School choice was once pretty much a prerogative of the middle class... but today? And when FAFSA says you have to kick in $15k to your kid's college tuition? There goes close to a quarter of your take-home at $100,000 (and certainly more than 20%).

I've lived on $100,000 or a little more (some years -- some years a lot less). I don't travel (no vacations unless I go to a kid's baseball game). I don't eat out more than once or twice a year (when someone graduates I'm expected to pull out the charge plate). I go to baseball games as a guest -- and don't eat. If I were making $100,000 steady these last couple of years I wouldn't have the enormous credit card debt I now do, but I still wouldn't be able to do all these 'extras.' Again, I've gotten through most of the tuition... somehow... so that's not exactly working poor. But it's not the traditional, comfortable middle class ideal either.

And that's Chicago. New York or San Francisco are reputedly more expensive. (I say 'reputedly' because I've never tried to live in either place.) (The AMT is said to be especially onerous in the Northeast, but I don't know that firsthand.)

Gosh, how times have changed.

It seems like only a few years ago the Democrats were targeting everyone with incomes over $50,000 a year as 'rich.'

But you make me sound like I'm defending Romney. I don't mean to. My purpose in this post is to criticize over-the-top, devoid-of-context, partisan sneering. Say something snarky about the President so I can be even-handed.

Anonymous said...

If I make you sound as though you are defending Romney then I must also be making myself sound as though I am defending Obama. I don't want to defend him or Romney. I think it comes down to you either "vote for the devil you know or the one you don't." It's just when I stack it all up, for me anyway, Romney stays at the bottom. I didn't want him to, but he does.

I'm disgusted with so much about him. I do agree with your assessment of middle class and how 100k a year really is not that great of an income these days, but I certainly know a whole lot of people who believe themselves to be middle class that make less than 100k a year. I feel highly insulted by his remarks. I am now on Social Security but that is money I paid into every week for over 40 years of my life. It was insurance that assured me I would have my income at this stage of my life. I know how I took his statements and I don't like it one bit. I know that I have grand kids who will have to use grants and loans to get through college. Without that, they will lose all opportunity to become what they need to be in order to be a part of a progressive tax paying society.

I feel that you really have to look at these candidates individually and weigh the good against the bad. I'm an independent and my voting record has been all over the place because I really evaluate and try to vote for who I think is the best person and can do the best for our country. I have voted for Reagan, Clinton, George W., McCain and now I will vote for Obama.

My brother fought in Vietnam. My husband fought in Vietnam, My BIL fought in Vietnam, many cousins fought in Vietnam. My Dad was a Master Sergeant in Germany during WWII. He was shot in Germany and spent many months in an overseas hospital while his wife and mother here had no idea what was happening to him. Mitt Romney did not serve in Vietnam. He chose to get 4 different military deferments during this same time frame that 58,000 of American men (boys) were dying in that country. Yes, he was a Mormon and on a missionary in France(?)...But even the Mormons back then stated that they knew many men were using them as a way to get out of going to Vietnam. My brother, my husband, my cousins...all the men being drafted at 18 years old had bright futures ahead of them but theirs was put on hold while they went and served liked Uncle Sam told them they had to. When Romney now says "I sure wish I could have went to Vietnam" I want to smash something into him. Like hell he wished he was there! In my book of records this is a big minus for him, but, it is also not a plus for Obama. Obama was just a small child during the Vietnam war, and the draft, so there is no way at all to compare what he would have done. People can speculate all they want but we have no way of knowing what he would do.

I don't know what 4 more years of Obama will bring us but I am way to scared of a Romney administration to take a chance on him.

--------------------------------------------------

- **Work task**: According to the passage on middle-class income, what rank did the commenter's father hold during WWII? The records have nothing to do with the passage on middle-class income.

--------------------------------------------------

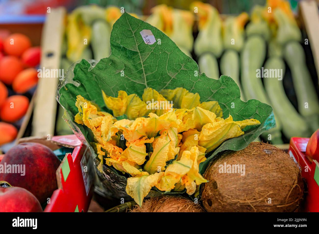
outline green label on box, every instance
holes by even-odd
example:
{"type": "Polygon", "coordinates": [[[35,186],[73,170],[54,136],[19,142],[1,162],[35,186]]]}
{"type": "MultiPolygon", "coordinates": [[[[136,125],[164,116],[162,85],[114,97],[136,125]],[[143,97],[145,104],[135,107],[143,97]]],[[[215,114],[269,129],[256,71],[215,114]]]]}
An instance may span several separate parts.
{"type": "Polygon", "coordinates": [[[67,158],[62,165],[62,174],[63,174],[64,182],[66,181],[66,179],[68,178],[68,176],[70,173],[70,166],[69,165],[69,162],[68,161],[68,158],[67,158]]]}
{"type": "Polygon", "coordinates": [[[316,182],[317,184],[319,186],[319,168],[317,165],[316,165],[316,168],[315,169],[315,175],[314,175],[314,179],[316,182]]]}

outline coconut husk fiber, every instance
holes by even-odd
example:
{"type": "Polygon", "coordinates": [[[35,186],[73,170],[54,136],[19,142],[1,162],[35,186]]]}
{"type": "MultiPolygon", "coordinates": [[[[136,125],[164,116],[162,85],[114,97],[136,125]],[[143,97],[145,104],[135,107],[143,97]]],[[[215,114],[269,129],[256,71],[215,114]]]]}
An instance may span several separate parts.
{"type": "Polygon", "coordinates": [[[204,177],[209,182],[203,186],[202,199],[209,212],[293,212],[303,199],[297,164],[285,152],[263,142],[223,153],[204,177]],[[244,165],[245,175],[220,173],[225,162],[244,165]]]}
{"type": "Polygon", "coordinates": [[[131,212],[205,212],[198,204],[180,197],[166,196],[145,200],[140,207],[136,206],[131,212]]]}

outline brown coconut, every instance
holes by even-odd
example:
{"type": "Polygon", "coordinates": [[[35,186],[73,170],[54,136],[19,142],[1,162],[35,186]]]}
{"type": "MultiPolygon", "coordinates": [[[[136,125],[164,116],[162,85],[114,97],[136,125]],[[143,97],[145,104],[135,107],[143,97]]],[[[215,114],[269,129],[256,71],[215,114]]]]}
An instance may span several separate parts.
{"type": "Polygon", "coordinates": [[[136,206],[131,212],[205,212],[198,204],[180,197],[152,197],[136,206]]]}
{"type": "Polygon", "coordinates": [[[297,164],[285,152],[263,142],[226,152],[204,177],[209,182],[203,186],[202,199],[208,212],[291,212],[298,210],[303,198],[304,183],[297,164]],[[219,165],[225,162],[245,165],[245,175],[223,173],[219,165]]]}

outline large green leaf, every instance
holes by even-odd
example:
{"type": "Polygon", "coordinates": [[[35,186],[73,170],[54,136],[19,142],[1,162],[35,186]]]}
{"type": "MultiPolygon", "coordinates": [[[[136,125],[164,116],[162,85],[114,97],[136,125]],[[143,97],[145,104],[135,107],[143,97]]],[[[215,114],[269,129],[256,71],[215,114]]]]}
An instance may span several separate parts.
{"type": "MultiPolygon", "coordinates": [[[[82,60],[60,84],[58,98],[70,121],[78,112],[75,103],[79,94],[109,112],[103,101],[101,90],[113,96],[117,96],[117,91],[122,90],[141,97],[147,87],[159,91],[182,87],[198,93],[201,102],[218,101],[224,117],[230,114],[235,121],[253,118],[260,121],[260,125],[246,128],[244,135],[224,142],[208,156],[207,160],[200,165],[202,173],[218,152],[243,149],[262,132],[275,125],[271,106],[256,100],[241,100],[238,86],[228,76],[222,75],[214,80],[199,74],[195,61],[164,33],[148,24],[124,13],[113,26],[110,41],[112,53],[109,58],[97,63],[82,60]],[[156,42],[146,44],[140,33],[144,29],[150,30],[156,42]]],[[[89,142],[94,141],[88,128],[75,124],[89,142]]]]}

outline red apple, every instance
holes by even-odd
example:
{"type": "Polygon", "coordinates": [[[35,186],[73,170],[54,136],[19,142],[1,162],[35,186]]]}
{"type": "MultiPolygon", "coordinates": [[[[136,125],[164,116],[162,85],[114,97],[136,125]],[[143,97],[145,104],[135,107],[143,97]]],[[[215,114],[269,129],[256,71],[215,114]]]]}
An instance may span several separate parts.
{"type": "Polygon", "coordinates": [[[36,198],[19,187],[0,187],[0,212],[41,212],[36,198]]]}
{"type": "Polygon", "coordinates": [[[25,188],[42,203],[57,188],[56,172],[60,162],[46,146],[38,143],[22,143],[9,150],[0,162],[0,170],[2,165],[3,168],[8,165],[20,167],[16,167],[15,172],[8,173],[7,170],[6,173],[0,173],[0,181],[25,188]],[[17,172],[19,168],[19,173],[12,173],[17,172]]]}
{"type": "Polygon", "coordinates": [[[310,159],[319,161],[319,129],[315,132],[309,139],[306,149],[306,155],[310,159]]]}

--------------------------------------------------

- **Written response**: He was a Master Sergeant.